In a point-counterpoint blog post with journalist Jack Lail, Schaefer notes that “if I submit a letter to the editor of the newspaper and comment on a news story or issue, it has to come with clear proof of who I am, and even then might be subject to editing for appropriateness.” So why, then, he asks, “would the same newspaper allow the public commentary in their online versions to turn into a virtual free-for-all of hate”?

In response, Lail gives the new-media comeback:

“I don’t view comments as ‘letters to the editor.’ I often find them more akin to callers on talk radio, where people are identified as ‘Jim’ or ‘caller from Knoxville.’ (If you applied the ‘same rigorous identification standards’ to radio call-in shows, they wouldn’t have any callers.) The dynamics of online story comments are similar to what happens in forums and fairly open mailing lists.

They are, I think, a participatory experience unique to the online medium and whose benefits outweigh its negatives.

Intellectually, I side with Lail; emotionally, I’m with Schaefer.

I take some comfort in learning that Jeff Jarvis is torn about comments. No, he says, you don’t get to edit the “shit” out of them. But that doesn’t mean you have to like or accept the “level of discourse” they represent: “I’m coming to believe that comments—which I defended when I ran sites—are an inferior form of conversation.”

**Things to do**
A. Return the stretch from "In response, Lail" through "I’m with Schaefer." in the passage on online comments, copied word for word.
B. In the passage on online comments, what does Lail say he often finds comments more akin to?

**Data section**
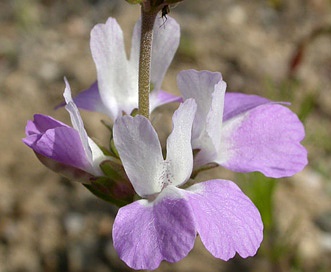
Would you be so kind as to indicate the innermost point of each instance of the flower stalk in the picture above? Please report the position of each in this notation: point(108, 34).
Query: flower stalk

**Solutions per task**
A.
In response, Lail gives the new-media comeback:

“I don’t view comments as ‘letters to the editor.’ I often find them more akin to callers on talk radio, where people are identified as ‘Jim’ or ‘caller from Knoxville.’ (If you applied the ‘same rigorous identification standards’ to radio call-in shows, they wouldn’t have any callers.) The dynamics of online story comments are similar to what happens in forums and fairly open mailing lists.

They are, I think, a participatory experience unique to the online medium and whose benefits outweigh its negatives.

Intellectually, I side with Lail; emotionally, I’m with Schaefer.

B. Callers on talk radio.